### Given information:
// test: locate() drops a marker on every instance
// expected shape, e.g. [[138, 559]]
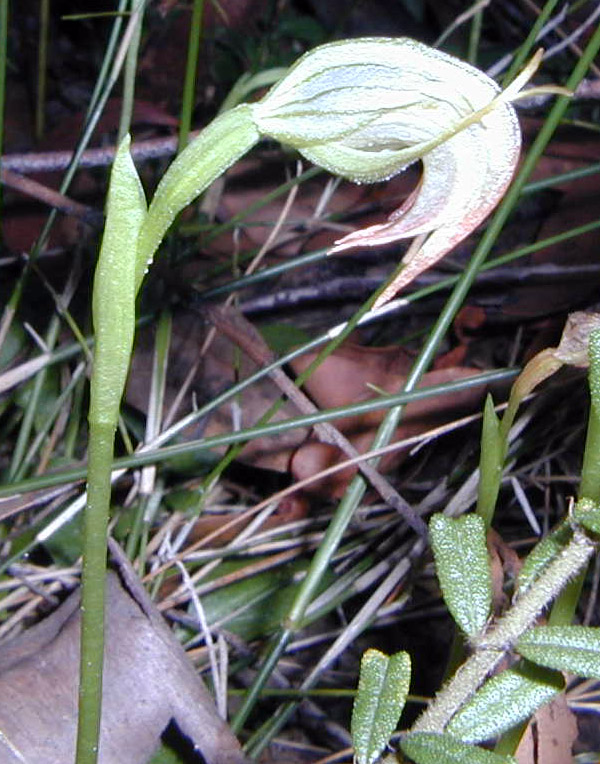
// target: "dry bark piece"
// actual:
[[148, 684]]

### Task description:
Write out each entry again exactly, and skip the pictures.

### Finished exercise:
// test: locate() drops a marker on every instance
// expected shape, e.g. [[138, 559]]
// target: "dry bark piece"
// actual:
[[148, 684]]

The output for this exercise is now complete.